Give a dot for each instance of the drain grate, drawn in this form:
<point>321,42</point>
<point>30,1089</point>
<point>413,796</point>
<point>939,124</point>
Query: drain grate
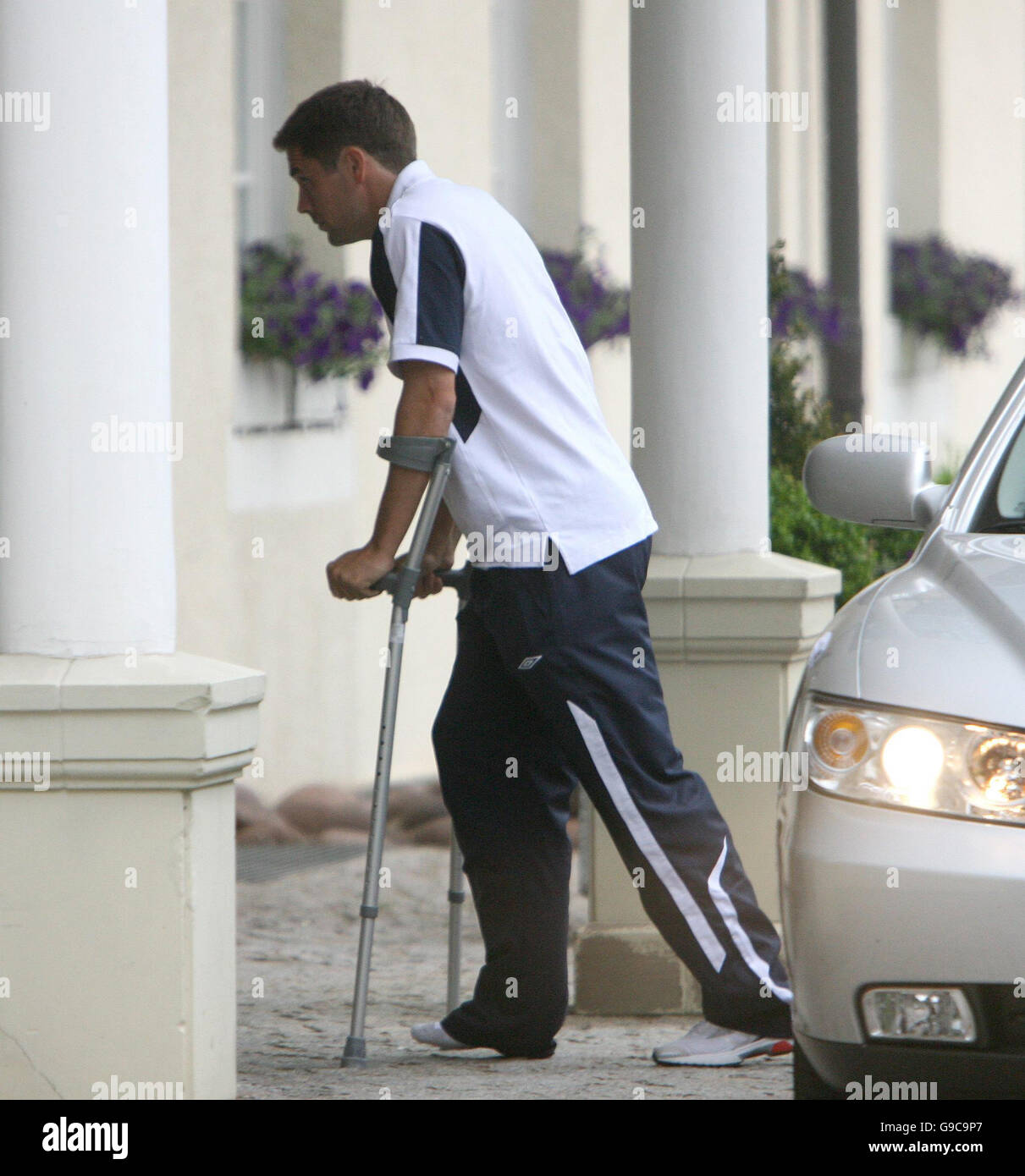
<point>264,863</point>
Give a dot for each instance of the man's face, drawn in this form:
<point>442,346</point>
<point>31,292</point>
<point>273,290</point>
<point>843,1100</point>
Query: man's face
<point>335,200</point>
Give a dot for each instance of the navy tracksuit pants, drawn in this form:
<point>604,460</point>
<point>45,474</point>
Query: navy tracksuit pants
<point>555,682</point>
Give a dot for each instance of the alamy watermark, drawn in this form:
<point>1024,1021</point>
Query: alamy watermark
<point>884,1091</point>
<point>738,767</point>
<point>25,768</point>
<point>512,548</point>
<point>892,437</point>
<point>26,106</point>
<point>124,1089</point>
<point>741,105</point>
<point>115,435</point>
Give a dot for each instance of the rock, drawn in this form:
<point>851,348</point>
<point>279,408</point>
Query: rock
<point>412,805</point>
<point>437,832</point>
<point>267,828</point>
<point>249,805</point>
<point>314,808</point>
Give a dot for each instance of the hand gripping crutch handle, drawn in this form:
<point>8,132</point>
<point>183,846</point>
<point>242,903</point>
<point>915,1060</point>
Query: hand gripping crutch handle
<point>455,578</point>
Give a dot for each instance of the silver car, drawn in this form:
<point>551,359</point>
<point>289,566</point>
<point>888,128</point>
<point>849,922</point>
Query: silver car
<point>901,852</point>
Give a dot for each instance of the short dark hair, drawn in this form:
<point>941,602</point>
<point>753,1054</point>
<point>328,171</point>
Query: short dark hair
<point>351,114</point>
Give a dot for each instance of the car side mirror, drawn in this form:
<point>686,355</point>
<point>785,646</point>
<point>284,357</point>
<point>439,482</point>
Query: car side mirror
<point>890,486</point>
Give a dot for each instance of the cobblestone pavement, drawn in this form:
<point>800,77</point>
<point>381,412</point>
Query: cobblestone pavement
<point>298,937</point>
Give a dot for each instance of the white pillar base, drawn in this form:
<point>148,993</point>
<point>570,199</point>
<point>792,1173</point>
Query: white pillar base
<point>118,874</point>
<point>731,635</point>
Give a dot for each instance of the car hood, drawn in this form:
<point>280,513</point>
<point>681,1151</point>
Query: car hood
<point>944,634</point>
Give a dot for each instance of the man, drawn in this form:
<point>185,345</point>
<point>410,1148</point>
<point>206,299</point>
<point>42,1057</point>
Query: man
<point>554,679</point>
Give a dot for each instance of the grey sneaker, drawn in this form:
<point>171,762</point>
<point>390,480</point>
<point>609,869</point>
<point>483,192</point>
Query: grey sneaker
<point>431,1033</point>
<point>708,1045</point>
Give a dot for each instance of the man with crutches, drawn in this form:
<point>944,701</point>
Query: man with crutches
<point>554,678</point>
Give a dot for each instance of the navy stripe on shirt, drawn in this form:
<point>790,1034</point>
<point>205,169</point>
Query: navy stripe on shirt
<point>440,283</point>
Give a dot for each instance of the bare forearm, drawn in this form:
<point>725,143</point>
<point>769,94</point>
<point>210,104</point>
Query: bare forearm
<point>425,409</point>
<point>445,536</point>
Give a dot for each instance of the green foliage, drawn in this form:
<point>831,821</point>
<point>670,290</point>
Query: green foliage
<point>798,421</point>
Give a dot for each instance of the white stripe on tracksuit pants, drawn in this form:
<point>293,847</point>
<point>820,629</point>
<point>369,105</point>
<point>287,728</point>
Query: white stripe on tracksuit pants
<point>515,735</point>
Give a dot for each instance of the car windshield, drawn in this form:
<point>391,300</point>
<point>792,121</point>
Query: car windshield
<point>1003,508</point>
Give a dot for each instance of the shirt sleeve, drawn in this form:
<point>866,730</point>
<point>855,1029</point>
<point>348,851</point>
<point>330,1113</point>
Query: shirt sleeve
<point>430,278</point>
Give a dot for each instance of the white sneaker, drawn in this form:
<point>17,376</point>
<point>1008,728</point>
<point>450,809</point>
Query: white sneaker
<point>431,1033</point>
<point>708,1045</point>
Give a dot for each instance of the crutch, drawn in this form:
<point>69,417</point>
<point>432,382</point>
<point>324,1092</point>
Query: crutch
<point>431,455</point>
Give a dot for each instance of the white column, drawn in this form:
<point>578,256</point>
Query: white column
<point>84,281</point>
<point>699,274</point>
<point>117,754</point>
<point>512,117</point>
<point>731,623</point>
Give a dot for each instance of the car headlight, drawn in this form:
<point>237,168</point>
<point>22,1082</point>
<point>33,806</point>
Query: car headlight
<point>915,761</point>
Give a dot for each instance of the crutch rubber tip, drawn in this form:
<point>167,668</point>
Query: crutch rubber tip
<point>355,1052</point>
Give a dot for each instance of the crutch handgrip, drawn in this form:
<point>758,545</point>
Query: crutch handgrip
<point>455,578</point>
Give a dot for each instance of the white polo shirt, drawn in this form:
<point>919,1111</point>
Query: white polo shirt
<point>463,285</point>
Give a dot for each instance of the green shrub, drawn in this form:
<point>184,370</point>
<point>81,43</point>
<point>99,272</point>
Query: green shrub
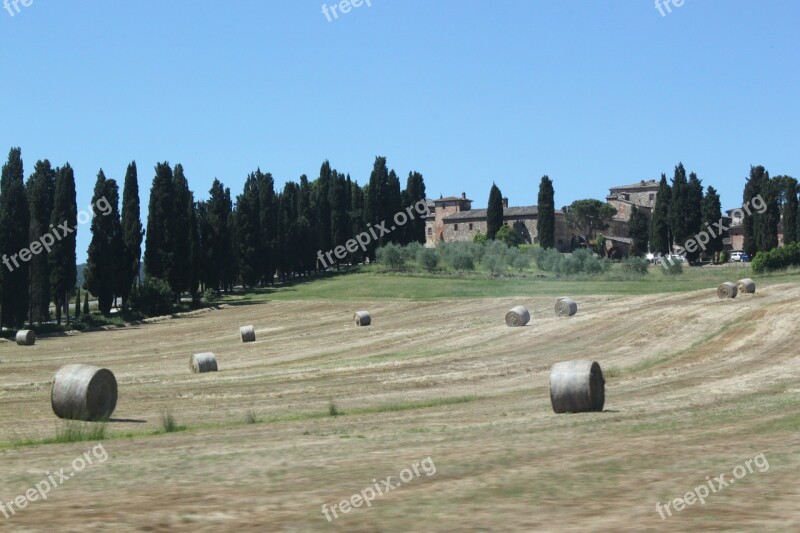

**What you should do**. Rewrite the rows from the first line through the line holding "<point>555,682</point>", inclusive, as a numbered list, omitting blank lines. Do not include the pictures.

**Answer for the task**.
1. Give a dot for each instance of the drain grate, drawn in this form:
2. <point>321,42</point>
3. <point>30,1089</point>
4. <point>413,796</point>
5. <point>939,124</point>
6. Query: drain grate
7. <point>264,863</point>
8. Give a dot for each instance of the man's face, drawn in this form:
9. <point>442,346</point>
10. <point>31,292</point>
11. <point>273,290</point>
12. <point>843,1100</point>
13. Query: man's face
14. <point>335,200</point>
15. Give a dot for each instance of the navy tracksuit pants, drawn in this form:
16. <point>604,460</point>
17. <point>45,474</point>
18. Query: navy tracksuit pants
19. <point>555,682</point>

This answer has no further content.